The first is described in the gospel of John.

“He was in the beginning with God. All things came into being through him, and without him not one thing came into being.”

Before there was a baby Jesus, there was the Word. The Word was always. And the Word was with God in the creation of everything. So that God would be in the world. And everything in the world would bear the beauty of God.

Creation was the first Incarnation.

Celtic Knowledge

Those first Celtic Christians saw the breath of God, not in theological concepts or certainty of belief, but in everything around them. The world was the proof of God.

And not just proof of God’s existence, but proof of God’s character and love. Proof of the beauty of birth and rebirth, life and new life. That every opportunity of giving birth to a child makes an opportunity to see God in creation. To exclaim like Eve:

I have created life, like God!

In the rising sun, the expanding days, we can see the glory of God restored to the world. We can see the power of light literally bringing an end to the darkness.

In everything we can find God!

The cartoon Luther mistakes this knowledge for irrelevant metaphor. But we know it is much more than that. We know that all of creation preaches the Good News in ways we are unable. Like those stones Jesus claims will shout when we are unwilling.

While these pastoral scenes set by our hymns can distract us from the power of the Incarnation, they also reveal parts of it theological concepts can’t.

Like talking about the biology of childbirth and the psychology of parenting can inform a person about the concept of parenting, it isn’t the same thing as soothing a crying baby or sending a pre-teen to her room.

Natural language region descriptions:

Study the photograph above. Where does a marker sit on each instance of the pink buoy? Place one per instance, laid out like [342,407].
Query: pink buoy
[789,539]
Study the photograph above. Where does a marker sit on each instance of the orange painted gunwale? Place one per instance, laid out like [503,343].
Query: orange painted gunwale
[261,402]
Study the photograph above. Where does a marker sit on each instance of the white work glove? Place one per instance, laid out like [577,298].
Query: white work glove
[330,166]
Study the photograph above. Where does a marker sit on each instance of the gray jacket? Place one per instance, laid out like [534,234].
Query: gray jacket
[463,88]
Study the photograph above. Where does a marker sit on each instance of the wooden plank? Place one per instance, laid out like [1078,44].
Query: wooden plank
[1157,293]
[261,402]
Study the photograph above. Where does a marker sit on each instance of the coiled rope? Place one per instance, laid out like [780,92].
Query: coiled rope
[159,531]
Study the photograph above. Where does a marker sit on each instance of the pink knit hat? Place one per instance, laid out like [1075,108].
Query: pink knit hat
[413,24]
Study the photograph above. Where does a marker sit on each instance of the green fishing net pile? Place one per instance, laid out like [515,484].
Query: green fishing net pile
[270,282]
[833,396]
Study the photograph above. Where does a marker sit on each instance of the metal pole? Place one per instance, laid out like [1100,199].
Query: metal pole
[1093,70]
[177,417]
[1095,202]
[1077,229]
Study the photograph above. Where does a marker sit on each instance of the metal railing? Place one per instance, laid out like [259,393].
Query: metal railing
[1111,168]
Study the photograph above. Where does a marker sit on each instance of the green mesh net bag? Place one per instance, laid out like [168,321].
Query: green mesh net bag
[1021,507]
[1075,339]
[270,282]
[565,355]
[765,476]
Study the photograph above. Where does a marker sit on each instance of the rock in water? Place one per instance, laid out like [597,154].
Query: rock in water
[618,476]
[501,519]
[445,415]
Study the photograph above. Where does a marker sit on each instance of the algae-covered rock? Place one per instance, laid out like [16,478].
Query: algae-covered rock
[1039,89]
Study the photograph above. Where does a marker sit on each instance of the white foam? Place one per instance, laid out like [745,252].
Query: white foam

Description of the task:
How would you restate, as a short list, the paragraph of the Incarnation text that begins "Before there was a baby Jesus"?

Solution for this task:
- The Word existed before the baby Jesus.
- The Word always was.
- The Word was with God in the creation of everything.
- This was so that God would be in the world.
- It was also so that everything in the world would bear God's beauty.